■ **Consignes à suivre**:
Selon le texte à lire, quel taux d'alcoolémie maximum est autorisé pour entrer au Neckarstadion ?

■ **Texte à lire**:
------------------------------------------------------------
Un match au Neckarstadion, cela débute toujours par une visite à la police. Ce n’est pas qu’on a joué les hooligans et finit en cellule mais le Biergarten derrière le Gästeblock est tenu par l’association sportive de la maréchaussée. Laquelle sert abondamment la Stuttgarter Hofbraü aux fans des deux camps, le tout dans des choppes en verre bien sûr, histoire de fournir des projectiles en cas d’échauffourées entre fans ivres. Définitivement, on préfère les flics de Stuttgart à ceux qui sévissent à la Pontaise. Et le taux d’alcoolémie maximum autorisé pour pénétrer au Neckarstadion est d’un virgule quatre pour mille, je devais être dans la norme. En arrivant au stade du moins…
Le VfB Stuttgart connaît une saison plutôt médiocre. En fait, le seul truc qu’ont vraiment réussi les Souabes cette saison, ce sont les tirages au sort : en Europa League, le VfB a profité d’adversaires plutôt modestes pour se hisser en huitième de finale où il a sombré lamentablement contre son premier contradicteur un tant soit peu consistant, la Lazio Roma. En Coupe d’Allemagne, le sort a également été clément avec Stuttgart qui accède en demi-finale juste en ayant battu une équipe amateur et trois formations de Zweite Liga à domicile (St. Pauli, Köln et Bochum). Avec en plus la chance de recevoir le SC Freiburg pour une demi-finale sur laquelle les Souabes vont jouer une bonne partie de leur saison et de leurs chances d’être européens la saison prochaine car, en championnat, ils n’ont plus grand-chose à espérer.

Le fin nez de Jürgen Klopp

Malgré une kyrielle de blessés, le VfB entendait bien se réconcilier avec son public en créant l’exploit contre le champion en titre. Niedermeier et Traoré se créent les premières occasions mais se heurtent à Weidenfeller alors qu’en face c’est Reus qui échoue à deux reprises devant Ulreich. Jürgen Klopp avait un peu fait tourner son effectif en prévision du match de Ligue des Champions à Malaga, laissant notamment Lukasz Piszcek sur le banc. Mais la sortie de Marcel Schmelzer, nez fracturé sur un pied levé d’Harnik, va contraindre le Polonais à faire son entrée. Involontairement, Kloppo a donc eu le fin nez car c’est justement Lukasz  Piszczek qui va ouvrir le score en déviant de la tête un coup franc de Marco Reus. Après avoir manqué le but du break sur des essais contrés de Lewandowski et Sahin, le BVB va subir la pression adverse : Götze sauve sur sa ligne devant Gentner et Traoré mais cela ne faisait que retarder une égalisation que l’on sentait arriver. Et qui va finir par tomber sur une frappe du nouveau renfort roumain du VfB Alexandru Maxim. A ce moment-là, on n’en menait pas large et on voyait déjà le Bayern Munich officialiser son Meisterschale quelques heures plus tard.
------------------------------------------------------------
■ **Lignes fournies**:
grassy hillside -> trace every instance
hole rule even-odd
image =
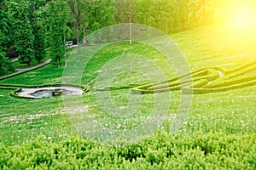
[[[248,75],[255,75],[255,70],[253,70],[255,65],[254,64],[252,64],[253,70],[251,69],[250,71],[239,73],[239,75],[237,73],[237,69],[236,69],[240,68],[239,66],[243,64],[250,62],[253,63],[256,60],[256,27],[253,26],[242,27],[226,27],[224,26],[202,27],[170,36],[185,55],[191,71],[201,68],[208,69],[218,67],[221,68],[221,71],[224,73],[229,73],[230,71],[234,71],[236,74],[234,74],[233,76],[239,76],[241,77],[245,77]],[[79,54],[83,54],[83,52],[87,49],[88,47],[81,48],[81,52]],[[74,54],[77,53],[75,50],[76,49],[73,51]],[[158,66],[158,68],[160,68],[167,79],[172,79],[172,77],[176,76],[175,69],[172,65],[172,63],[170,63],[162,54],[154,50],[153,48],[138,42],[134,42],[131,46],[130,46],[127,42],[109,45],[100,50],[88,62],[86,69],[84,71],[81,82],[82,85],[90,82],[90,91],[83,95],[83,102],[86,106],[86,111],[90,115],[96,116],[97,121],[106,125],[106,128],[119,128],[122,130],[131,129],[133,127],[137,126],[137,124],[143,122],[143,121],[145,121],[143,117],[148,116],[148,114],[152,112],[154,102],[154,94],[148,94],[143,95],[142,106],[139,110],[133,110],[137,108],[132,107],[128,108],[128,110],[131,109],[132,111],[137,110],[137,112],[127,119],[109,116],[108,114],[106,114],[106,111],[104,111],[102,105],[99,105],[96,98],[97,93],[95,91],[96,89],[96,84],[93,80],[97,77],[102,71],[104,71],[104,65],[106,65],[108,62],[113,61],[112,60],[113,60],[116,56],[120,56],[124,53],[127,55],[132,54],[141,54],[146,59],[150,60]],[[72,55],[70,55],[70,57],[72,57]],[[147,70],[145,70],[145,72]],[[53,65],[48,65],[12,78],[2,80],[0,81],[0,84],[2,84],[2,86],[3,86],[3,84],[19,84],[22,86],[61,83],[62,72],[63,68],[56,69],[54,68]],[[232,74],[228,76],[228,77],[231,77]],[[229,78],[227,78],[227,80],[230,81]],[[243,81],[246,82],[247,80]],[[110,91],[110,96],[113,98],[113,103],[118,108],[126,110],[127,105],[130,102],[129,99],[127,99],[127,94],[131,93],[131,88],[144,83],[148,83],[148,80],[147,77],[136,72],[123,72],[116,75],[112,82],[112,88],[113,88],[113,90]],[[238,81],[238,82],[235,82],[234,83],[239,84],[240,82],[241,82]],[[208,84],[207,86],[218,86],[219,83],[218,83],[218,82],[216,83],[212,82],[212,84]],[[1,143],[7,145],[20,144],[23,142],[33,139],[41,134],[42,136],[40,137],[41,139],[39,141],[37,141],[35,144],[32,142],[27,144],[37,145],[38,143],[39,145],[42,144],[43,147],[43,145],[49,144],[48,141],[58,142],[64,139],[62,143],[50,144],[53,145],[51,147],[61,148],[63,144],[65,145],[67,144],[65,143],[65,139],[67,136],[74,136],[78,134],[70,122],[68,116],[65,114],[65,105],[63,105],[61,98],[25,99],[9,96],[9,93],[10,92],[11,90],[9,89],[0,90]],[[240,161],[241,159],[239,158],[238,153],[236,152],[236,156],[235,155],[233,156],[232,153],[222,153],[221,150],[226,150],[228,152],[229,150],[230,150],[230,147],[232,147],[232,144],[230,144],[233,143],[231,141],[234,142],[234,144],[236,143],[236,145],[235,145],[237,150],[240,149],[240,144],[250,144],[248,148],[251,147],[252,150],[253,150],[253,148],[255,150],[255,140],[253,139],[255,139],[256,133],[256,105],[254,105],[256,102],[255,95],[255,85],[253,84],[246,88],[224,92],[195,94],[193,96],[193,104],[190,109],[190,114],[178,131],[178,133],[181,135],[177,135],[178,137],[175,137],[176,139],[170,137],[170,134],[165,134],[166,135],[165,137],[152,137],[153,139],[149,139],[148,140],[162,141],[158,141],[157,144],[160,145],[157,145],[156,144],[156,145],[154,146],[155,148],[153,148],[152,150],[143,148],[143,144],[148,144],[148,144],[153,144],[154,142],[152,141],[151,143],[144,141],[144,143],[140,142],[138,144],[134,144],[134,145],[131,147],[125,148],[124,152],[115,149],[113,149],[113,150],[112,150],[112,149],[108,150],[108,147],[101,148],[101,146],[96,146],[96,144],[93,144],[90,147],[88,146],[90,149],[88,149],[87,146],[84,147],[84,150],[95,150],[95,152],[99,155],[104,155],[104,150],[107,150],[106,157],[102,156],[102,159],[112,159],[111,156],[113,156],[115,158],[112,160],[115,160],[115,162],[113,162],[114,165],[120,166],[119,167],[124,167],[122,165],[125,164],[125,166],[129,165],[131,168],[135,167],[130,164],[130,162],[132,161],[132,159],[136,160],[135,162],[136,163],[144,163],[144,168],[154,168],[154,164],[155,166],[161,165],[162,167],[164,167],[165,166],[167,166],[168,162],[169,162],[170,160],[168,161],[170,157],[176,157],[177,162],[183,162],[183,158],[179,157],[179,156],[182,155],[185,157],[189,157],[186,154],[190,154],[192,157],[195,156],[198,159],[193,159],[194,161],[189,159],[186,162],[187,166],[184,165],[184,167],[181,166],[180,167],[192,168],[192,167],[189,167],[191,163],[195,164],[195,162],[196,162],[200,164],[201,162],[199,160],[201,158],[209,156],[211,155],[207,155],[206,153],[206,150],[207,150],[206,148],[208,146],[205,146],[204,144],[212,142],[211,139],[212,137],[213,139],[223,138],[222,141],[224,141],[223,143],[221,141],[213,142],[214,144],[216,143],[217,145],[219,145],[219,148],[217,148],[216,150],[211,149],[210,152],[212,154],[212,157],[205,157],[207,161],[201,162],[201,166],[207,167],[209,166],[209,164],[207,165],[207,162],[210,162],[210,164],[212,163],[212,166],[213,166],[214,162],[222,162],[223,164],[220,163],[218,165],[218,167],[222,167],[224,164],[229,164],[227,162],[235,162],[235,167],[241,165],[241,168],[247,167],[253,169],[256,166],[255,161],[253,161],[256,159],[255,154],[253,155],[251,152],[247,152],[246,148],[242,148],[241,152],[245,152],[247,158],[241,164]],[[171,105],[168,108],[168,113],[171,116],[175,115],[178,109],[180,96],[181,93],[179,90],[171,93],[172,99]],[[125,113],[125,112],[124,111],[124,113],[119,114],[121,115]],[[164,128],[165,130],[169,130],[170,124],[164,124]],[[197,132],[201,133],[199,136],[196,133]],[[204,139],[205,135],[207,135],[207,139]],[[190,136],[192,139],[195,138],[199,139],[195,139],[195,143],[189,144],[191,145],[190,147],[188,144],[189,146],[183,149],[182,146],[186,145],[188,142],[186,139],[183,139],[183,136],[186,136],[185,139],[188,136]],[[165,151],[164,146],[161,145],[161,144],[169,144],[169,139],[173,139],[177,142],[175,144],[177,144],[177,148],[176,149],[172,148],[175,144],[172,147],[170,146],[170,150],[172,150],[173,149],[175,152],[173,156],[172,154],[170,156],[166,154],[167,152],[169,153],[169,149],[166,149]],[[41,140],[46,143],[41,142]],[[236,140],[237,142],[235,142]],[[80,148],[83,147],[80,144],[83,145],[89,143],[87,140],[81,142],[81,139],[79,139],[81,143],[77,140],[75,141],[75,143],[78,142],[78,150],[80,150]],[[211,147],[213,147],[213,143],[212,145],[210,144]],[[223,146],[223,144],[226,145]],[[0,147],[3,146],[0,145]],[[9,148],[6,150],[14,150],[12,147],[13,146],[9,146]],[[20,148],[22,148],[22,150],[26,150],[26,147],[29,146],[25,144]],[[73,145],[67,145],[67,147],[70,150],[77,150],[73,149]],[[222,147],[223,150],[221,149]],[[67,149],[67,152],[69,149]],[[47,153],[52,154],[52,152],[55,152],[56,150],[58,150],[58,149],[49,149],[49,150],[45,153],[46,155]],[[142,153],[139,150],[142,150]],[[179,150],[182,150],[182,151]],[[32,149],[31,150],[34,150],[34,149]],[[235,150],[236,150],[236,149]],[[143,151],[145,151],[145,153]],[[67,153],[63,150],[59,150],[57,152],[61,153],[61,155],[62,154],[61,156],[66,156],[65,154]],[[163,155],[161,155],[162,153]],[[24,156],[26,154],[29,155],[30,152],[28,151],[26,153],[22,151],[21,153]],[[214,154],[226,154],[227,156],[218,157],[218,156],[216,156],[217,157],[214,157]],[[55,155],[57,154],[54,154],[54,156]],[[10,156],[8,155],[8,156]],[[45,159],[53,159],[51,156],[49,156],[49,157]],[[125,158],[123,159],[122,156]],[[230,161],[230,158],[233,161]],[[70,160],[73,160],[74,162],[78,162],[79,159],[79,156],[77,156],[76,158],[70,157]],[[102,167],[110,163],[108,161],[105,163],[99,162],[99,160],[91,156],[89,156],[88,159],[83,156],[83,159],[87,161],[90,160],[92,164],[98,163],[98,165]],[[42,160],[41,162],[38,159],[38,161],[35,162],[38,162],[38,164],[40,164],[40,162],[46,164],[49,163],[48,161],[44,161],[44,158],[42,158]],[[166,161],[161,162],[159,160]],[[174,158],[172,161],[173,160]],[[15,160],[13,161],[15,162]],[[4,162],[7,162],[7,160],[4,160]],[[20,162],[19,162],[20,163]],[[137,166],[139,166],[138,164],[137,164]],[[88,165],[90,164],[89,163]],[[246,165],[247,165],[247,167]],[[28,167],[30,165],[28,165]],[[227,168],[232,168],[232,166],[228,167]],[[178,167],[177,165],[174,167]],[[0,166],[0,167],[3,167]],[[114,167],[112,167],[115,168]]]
------------------------------------------------------------
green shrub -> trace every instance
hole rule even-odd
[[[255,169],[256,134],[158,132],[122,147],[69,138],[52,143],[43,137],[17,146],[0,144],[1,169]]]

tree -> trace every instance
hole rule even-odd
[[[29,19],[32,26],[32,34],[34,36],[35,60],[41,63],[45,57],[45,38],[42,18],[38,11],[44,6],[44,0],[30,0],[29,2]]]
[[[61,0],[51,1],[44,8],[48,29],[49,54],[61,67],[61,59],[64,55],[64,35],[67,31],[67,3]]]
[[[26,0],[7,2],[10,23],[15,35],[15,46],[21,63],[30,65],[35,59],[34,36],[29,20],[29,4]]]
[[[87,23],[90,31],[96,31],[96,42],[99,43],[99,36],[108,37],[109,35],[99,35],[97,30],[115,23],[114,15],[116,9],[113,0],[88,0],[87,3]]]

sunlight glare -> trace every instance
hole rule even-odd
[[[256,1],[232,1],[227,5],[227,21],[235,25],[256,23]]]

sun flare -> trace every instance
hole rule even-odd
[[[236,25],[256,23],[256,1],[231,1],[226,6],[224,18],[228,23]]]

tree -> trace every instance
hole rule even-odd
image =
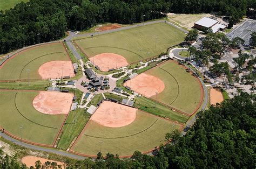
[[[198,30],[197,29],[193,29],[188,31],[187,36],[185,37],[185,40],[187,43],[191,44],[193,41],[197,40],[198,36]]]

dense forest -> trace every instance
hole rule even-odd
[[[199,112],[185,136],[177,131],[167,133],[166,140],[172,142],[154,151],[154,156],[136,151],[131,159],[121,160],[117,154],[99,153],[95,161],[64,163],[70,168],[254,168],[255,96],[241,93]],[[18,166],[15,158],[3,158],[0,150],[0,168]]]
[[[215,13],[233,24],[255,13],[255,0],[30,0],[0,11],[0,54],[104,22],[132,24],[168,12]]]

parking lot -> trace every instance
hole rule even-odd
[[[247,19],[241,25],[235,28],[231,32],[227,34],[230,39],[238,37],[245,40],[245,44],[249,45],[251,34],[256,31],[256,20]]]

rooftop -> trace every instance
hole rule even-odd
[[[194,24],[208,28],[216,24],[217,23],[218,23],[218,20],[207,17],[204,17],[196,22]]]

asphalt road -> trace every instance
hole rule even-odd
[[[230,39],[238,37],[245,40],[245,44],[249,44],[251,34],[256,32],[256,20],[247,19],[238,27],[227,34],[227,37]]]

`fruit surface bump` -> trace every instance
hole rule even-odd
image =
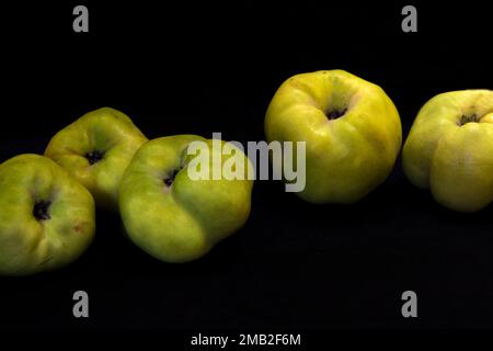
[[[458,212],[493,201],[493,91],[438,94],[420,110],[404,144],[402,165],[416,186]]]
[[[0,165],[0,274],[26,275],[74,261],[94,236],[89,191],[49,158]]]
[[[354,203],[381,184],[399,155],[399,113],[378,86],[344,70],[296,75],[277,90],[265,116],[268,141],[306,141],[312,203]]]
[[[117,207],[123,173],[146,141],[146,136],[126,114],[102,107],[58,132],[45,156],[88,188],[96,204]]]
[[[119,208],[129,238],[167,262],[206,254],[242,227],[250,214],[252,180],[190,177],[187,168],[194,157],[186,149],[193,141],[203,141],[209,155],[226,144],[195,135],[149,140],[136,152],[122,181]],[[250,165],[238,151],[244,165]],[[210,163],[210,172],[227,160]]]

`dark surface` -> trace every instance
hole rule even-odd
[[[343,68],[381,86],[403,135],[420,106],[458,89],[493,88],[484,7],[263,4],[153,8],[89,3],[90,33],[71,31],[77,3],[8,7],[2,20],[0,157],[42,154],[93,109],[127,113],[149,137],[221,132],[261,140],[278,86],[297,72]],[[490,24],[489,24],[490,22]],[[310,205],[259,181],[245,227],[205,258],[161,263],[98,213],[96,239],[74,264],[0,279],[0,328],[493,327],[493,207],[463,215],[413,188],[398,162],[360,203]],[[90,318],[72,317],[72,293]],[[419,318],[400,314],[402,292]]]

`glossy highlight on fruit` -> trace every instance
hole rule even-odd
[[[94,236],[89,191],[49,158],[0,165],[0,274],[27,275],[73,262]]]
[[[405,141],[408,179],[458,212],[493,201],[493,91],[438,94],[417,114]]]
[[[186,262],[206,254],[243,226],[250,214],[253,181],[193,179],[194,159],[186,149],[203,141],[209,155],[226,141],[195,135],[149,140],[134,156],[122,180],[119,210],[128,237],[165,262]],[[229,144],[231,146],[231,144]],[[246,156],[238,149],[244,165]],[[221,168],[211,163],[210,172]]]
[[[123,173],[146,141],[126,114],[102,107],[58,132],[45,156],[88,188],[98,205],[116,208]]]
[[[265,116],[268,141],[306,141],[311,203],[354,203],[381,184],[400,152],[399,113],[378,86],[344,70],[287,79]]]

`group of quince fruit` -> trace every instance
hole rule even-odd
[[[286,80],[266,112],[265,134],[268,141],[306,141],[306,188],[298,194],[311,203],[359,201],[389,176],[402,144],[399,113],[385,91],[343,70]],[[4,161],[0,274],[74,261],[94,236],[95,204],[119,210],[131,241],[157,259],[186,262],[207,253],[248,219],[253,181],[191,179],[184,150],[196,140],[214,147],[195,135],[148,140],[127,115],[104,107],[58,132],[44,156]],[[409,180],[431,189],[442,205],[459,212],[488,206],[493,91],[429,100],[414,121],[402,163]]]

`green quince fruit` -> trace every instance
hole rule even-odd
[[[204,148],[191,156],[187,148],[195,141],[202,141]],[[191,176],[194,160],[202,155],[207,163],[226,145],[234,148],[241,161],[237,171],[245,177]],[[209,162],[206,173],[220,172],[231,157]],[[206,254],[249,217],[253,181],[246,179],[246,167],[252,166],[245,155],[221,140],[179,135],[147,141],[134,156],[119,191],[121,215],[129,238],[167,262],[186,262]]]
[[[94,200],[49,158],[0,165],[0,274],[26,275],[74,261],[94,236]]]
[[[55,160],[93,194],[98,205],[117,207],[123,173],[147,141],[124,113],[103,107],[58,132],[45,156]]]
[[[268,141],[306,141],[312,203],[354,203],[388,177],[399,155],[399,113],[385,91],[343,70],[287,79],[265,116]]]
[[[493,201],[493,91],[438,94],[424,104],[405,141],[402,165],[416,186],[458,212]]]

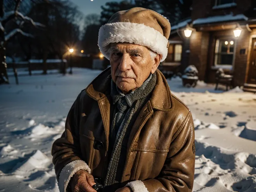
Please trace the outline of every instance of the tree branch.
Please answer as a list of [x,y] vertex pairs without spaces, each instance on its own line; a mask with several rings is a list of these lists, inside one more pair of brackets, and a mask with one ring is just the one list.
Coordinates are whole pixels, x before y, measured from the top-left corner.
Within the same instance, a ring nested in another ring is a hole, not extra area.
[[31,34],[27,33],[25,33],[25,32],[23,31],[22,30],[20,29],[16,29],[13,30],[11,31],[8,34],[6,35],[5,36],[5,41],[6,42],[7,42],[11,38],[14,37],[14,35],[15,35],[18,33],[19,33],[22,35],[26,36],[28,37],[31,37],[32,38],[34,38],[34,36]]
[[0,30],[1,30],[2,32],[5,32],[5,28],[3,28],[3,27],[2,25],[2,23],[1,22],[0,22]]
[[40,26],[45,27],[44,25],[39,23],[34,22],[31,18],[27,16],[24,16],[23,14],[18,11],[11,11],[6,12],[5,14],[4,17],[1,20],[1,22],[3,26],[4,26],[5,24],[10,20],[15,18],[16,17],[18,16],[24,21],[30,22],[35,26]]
------------------------------------------------------------
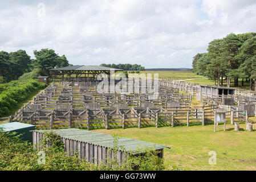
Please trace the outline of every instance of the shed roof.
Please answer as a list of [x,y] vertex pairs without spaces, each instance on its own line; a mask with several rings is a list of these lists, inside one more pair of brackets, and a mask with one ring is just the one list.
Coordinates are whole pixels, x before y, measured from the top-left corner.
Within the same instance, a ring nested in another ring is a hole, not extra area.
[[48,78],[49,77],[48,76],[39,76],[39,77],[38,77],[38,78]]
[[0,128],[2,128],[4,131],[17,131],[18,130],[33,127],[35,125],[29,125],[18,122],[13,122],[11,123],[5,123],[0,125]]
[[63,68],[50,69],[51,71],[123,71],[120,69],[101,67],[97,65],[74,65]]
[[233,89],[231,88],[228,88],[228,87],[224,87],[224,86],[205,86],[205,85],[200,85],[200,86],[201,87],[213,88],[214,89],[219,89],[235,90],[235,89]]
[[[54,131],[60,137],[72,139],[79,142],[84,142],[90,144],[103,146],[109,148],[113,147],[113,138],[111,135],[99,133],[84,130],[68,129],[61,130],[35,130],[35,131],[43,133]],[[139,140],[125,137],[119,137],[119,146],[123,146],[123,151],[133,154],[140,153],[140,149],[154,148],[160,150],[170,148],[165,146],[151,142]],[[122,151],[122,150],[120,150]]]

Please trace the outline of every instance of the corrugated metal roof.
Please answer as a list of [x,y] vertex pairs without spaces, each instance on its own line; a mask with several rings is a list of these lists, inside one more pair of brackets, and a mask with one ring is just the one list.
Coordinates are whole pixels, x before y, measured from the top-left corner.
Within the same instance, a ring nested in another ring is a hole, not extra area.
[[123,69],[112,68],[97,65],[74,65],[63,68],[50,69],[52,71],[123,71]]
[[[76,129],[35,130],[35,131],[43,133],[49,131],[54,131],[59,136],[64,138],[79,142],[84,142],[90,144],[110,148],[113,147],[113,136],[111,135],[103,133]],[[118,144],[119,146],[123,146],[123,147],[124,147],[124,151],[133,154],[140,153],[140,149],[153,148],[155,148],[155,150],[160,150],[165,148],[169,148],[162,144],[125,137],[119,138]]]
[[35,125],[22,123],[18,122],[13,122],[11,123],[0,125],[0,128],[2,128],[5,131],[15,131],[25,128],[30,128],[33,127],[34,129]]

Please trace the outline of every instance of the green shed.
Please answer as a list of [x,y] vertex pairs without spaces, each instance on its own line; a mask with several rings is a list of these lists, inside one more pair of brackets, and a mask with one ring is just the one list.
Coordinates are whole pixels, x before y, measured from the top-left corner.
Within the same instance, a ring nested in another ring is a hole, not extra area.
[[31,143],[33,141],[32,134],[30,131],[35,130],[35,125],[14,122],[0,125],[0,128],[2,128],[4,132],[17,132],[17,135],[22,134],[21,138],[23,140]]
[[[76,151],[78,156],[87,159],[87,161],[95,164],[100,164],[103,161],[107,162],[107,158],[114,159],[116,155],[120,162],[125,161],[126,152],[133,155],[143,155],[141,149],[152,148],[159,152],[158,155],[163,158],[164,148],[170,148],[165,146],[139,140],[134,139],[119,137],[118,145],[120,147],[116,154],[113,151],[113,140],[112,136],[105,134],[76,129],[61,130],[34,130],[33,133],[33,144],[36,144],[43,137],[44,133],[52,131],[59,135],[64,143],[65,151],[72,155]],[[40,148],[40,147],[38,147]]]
------------------------------------------------------------
■ **Réponse attendue**:
Un virgule quatre pour mille.